→ EXERCISE
How many lines below contain the string "yellow"? Reply with the figure and no further words.

→ DATASET EXTRACT
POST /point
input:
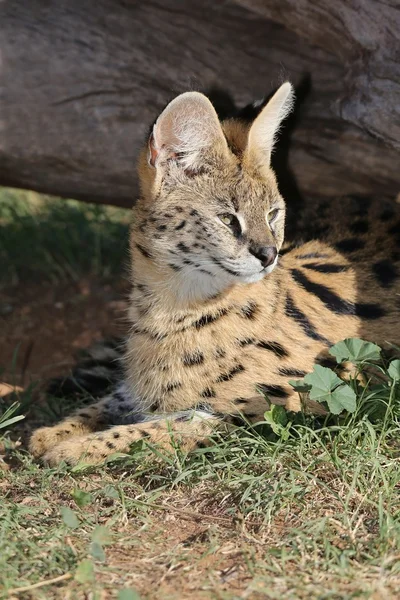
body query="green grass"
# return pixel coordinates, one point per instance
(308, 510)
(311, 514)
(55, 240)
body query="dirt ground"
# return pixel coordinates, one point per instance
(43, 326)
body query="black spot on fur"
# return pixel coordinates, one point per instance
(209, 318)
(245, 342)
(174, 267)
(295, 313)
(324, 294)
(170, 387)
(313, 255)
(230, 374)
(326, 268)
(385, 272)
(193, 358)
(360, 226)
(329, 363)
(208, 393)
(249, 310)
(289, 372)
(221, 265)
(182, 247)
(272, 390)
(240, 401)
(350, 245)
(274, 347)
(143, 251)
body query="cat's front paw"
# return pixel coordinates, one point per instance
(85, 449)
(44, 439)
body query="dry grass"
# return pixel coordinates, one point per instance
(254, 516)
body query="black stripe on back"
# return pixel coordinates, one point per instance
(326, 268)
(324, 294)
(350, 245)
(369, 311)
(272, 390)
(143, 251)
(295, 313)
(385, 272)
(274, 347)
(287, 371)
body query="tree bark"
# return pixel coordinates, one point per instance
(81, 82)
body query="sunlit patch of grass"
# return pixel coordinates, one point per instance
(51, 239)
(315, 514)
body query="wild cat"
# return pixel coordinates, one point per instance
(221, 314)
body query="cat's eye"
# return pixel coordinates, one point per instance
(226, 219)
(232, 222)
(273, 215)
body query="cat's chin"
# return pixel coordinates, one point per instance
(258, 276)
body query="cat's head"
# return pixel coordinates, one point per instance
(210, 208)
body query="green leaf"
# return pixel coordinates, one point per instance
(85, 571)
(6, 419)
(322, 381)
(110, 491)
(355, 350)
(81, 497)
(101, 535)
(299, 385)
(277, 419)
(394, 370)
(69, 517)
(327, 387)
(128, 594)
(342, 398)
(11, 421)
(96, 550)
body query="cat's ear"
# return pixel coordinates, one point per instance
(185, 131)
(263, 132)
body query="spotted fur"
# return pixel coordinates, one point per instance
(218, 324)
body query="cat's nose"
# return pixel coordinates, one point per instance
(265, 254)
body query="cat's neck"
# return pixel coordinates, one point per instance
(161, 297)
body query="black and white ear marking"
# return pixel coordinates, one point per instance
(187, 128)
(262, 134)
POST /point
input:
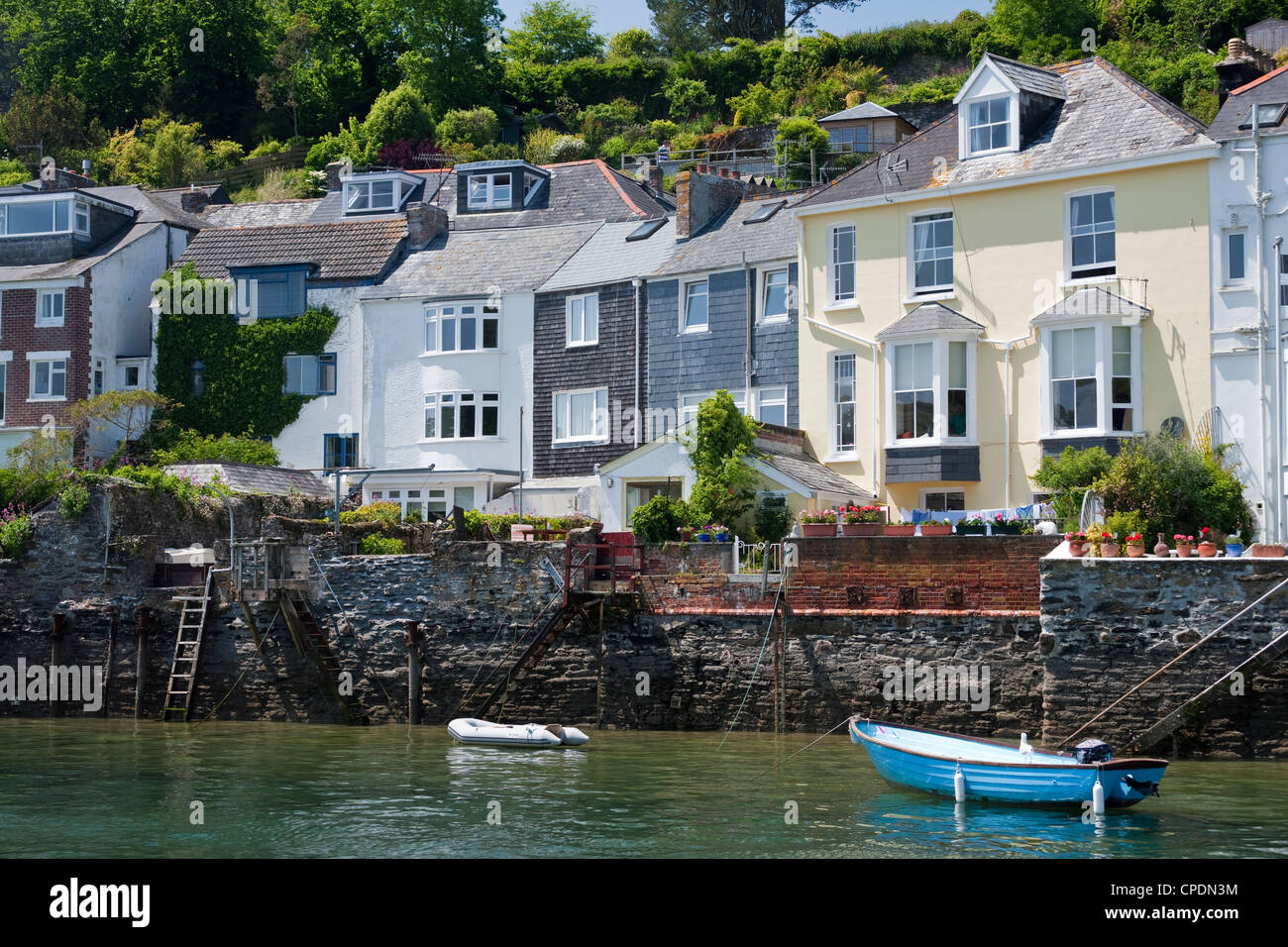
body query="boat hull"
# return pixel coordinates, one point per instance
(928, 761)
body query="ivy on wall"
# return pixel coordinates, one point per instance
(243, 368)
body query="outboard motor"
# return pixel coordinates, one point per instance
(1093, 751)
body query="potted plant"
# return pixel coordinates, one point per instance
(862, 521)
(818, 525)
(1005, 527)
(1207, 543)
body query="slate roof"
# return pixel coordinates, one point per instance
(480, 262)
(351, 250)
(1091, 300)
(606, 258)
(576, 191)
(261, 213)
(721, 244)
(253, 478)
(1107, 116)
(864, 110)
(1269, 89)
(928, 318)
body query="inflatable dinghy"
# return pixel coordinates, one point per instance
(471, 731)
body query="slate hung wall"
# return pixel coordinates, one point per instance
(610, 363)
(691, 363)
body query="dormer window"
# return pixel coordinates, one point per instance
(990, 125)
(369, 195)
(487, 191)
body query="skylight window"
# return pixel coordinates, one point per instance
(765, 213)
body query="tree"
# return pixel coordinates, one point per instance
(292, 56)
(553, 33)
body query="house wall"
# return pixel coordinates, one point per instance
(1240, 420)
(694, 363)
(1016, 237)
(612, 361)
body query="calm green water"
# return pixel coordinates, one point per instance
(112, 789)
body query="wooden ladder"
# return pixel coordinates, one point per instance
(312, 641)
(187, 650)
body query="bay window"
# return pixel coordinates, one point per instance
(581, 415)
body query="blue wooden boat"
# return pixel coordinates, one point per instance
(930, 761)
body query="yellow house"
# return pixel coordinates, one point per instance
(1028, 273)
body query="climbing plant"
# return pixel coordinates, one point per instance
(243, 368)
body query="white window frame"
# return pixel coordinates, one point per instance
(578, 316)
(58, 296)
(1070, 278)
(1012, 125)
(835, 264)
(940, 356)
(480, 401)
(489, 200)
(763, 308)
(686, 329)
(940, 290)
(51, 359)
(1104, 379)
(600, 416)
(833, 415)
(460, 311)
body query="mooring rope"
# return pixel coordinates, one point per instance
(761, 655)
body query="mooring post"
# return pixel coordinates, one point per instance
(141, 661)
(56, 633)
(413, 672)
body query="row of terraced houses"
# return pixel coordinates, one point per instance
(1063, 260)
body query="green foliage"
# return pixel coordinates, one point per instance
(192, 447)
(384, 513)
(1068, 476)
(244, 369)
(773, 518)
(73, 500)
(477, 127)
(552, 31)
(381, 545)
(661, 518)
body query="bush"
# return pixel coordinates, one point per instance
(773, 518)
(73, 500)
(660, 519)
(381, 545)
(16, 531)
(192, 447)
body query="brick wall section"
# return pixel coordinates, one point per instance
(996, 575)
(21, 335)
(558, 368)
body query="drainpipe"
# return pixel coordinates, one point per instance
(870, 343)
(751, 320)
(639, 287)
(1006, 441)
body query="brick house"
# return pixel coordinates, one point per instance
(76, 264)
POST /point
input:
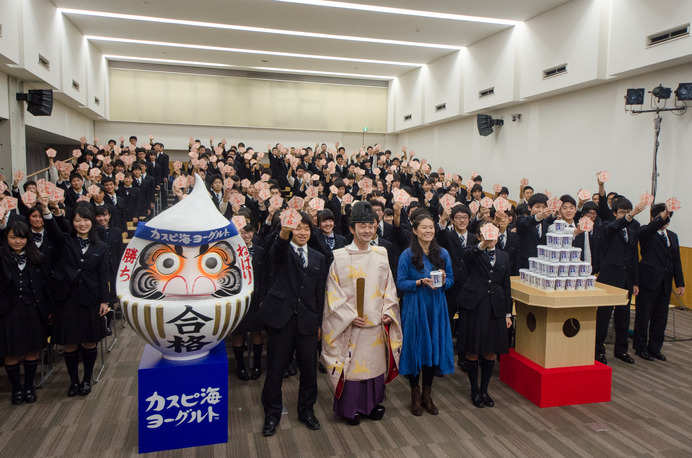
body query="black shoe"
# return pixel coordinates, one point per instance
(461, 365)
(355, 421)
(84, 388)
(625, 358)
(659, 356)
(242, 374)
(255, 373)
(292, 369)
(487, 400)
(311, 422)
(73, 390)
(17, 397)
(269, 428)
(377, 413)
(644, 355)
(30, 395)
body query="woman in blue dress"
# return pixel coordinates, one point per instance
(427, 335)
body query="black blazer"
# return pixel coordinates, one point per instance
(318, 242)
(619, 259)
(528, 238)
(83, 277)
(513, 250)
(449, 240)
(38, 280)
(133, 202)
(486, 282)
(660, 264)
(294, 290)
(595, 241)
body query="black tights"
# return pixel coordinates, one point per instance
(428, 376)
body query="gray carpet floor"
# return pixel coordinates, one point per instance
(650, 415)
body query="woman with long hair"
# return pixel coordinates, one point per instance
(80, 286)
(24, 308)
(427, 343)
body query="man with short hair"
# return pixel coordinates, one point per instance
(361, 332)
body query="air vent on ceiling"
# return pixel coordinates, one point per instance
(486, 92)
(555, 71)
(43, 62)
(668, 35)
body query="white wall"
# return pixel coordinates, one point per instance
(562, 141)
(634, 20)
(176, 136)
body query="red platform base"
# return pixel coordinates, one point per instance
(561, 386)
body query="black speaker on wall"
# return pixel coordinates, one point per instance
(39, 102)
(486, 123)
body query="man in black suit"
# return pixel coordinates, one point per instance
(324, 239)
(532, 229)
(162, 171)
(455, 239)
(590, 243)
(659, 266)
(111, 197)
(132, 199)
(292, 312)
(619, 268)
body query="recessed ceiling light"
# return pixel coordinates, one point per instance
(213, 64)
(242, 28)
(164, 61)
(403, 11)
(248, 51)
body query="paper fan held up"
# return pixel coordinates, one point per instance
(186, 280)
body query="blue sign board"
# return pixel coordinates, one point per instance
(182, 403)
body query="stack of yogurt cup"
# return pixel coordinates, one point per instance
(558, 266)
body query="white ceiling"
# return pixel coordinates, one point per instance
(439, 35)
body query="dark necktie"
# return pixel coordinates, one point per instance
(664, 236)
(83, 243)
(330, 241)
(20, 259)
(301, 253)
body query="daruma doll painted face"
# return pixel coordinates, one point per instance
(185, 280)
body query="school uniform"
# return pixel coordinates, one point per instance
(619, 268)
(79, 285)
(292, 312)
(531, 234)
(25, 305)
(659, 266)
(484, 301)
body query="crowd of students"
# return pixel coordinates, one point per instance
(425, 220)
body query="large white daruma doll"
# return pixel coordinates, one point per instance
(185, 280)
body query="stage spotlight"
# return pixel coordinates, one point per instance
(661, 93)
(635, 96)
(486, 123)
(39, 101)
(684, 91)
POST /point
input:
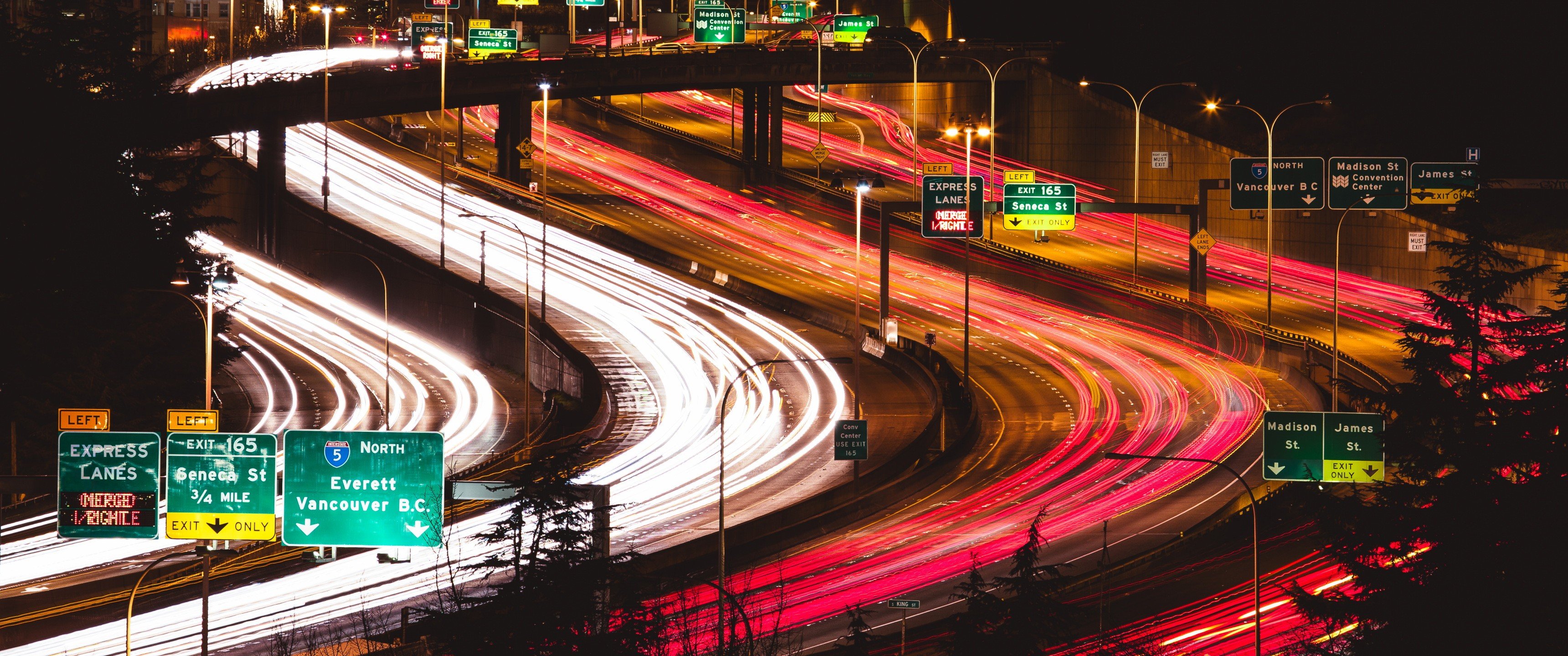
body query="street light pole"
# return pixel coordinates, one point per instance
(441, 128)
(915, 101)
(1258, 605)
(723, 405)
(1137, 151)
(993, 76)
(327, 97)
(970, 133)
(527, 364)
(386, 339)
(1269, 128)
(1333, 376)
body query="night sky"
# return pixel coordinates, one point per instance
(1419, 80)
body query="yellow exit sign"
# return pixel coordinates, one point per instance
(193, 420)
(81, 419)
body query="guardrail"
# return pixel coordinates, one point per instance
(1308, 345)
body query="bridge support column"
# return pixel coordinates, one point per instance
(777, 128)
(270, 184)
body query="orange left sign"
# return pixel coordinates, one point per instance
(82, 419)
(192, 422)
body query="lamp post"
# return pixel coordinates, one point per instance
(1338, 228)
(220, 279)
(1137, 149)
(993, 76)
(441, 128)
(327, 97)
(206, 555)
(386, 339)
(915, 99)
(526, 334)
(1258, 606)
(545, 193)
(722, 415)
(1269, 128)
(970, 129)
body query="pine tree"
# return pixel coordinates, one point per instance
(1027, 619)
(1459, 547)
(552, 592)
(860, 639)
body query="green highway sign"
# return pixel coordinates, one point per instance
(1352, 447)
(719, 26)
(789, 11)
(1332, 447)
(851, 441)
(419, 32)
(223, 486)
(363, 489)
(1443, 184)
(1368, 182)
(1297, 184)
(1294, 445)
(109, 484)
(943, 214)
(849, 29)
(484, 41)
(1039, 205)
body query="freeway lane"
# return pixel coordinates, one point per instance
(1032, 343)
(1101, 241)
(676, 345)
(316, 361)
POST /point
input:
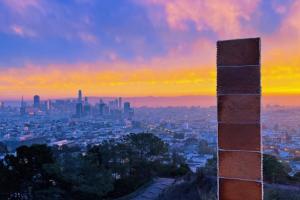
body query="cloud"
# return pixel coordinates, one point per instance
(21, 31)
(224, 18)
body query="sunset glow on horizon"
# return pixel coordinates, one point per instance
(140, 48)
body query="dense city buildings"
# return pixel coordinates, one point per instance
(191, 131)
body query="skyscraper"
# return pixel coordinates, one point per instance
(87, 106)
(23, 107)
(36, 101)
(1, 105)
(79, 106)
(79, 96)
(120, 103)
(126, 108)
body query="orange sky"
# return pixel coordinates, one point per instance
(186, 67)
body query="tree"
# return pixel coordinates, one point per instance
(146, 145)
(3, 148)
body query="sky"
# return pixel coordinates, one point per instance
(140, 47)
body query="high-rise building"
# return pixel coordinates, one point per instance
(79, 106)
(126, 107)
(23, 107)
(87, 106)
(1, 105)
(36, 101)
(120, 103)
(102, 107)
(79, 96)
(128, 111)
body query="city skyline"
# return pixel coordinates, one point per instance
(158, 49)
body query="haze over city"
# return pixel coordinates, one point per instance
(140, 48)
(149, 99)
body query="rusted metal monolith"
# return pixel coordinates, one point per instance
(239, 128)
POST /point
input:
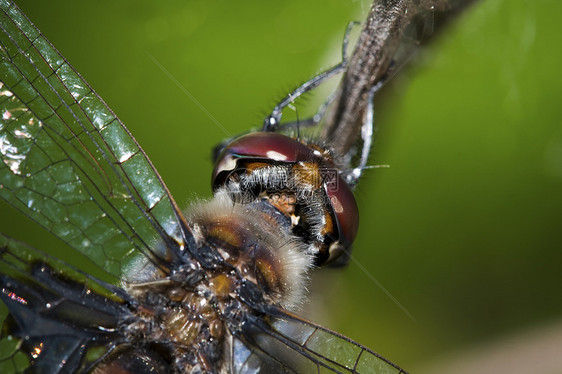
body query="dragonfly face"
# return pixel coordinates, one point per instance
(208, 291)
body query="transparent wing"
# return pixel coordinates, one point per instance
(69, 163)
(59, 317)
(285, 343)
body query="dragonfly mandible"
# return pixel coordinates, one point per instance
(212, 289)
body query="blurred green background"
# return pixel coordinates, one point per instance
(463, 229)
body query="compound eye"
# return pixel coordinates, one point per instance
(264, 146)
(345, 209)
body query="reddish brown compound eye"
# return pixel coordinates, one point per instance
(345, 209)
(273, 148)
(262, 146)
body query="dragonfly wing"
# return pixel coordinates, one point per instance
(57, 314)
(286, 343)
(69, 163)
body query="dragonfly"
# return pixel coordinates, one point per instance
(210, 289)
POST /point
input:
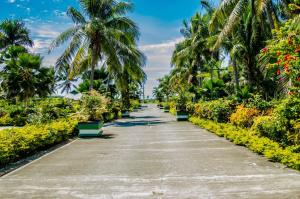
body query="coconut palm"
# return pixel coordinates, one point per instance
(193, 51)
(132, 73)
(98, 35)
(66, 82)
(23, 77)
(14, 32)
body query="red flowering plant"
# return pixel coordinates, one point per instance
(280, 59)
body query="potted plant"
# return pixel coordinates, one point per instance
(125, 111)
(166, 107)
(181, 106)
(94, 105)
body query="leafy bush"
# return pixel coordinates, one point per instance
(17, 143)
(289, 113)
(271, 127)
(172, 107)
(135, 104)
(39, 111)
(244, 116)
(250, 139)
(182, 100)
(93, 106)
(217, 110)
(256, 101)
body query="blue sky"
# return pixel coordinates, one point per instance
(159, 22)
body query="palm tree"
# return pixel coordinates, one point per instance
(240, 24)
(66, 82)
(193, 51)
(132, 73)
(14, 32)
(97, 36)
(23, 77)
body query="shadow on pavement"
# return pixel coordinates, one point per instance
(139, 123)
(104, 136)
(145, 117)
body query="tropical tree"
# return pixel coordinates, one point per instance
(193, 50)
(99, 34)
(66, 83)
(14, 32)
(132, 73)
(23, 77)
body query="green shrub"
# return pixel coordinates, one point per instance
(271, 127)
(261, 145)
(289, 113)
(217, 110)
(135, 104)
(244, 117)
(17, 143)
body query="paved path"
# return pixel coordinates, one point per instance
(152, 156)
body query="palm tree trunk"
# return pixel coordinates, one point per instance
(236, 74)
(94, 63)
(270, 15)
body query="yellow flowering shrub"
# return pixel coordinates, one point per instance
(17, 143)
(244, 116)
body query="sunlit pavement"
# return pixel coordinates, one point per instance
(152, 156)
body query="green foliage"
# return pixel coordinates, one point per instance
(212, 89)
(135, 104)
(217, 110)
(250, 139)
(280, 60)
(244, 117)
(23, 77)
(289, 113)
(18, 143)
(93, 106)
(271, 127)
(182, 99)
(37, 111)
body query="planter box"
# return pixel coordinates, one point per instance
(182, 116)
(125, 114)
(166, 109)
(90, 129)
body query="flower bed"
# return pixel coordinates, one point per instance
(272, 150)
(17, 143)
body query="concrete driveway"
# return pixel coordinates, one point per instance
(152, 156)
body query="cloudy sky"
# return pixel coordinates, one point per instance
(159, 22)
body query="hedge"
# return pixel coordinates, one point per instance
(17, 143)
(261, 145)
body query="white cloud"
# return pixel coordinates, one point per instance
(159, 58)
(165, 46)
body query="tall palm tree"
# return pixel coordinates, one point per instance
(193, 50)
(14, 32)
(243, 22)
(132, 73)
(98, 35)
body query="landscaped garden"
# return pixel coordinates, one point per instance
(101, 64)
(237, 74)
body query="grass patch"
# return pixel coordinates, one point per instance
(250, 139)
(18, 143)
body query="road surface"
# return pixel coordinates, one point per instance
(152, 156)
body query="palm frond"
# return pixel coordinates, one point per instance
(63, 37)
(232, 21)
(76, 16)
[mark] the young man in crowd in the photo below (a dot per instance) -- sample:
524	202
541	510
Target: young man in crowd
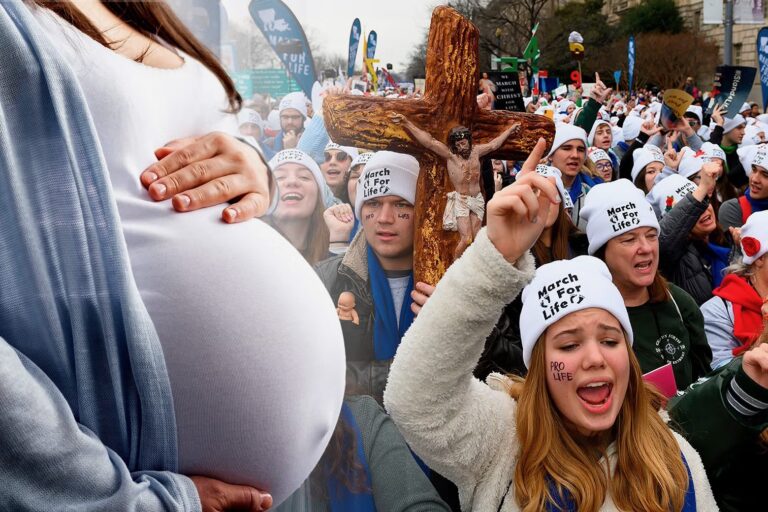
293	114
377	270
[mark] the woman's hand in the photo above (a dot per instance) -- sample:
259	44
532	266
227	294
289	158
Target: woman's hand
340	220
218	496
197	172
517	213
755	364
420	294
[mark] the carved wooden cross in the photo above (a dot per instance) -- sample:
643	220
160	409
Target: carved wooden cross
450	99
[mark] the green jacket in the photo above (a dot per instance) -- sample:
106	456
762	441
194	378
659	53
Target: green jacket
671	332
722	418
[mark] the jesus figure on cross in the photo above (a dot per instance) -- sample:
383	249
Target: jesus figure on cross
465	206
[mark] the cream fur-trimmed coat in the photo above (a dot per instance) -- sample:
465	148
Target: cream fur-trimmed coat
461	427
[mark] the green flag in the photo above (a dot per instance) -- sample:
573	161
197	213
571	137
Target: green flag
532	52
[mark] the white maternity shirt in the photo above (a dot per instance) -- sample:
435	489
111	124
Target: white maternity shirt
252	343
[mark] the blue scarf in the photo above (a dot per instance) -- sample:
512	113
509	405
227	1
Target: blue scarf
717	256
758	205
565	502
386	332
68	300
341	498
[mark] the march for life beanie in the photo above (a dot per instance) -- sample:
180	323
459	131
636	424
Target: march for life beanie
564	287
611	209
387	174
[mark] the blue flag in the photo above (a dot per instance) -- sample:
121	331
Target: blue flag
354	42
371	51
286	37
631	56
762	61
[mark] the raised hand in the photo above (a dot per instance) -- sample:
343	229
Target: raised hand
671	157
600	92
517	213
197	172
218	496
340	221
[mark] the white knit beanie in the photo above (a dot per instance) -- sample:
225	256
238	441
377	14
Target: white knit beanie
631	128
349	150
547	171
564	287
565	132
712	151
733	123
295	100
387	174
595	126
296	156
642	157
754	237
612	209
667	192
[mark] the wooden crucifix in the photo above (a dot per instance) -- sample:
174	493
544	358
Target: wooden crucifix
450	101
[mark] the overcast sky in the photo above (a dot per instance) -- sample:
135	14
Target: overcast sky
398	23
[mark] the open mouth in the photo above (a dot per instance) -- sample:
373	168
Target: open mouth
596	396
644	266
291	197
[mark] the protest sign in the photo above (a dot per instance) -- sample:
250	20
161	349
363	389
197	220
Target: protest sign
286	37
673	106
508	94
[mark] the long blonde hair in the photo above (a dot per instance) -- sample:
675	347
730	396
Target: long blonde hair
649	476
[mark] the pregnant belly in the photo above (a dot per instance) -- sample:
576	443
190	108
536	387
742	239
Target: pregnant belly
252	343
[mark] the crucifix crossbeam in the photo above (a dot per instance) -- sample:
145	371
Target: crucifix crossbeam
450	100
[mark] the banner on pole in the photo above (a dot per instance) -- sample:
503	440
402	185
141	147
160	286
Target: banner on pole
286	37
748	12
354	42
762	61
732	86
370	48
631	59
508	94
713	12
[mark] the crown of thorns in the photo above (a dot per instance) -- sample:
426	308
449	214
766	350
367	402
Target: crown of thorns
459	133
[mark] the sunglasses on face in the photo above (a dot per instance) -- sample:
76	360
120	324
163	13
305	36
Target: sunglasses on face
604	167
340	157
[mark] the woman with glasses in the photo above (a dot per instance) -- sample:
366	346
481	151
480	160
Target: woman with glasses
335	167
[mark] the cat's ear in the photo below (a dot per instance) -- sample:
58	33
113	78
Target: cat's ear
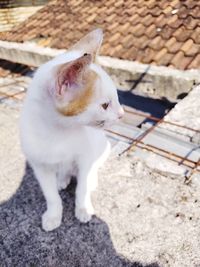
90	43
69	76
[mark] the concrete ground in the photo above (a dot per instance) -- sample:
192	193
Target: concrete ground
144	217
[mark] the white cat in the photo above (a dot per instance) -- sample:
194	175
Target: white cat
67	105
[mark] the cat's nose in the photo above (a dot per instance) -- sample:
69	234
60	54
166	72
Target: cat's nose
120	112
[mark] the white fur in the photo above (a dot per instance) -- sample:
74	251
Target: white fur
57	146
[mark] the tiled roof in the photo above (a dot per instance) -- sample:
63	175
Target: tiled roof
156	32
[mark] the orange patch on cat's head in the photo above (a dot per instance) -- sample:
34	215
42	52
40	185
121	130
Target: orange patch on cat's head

→ OUTPUT OF THE EXERCISE
3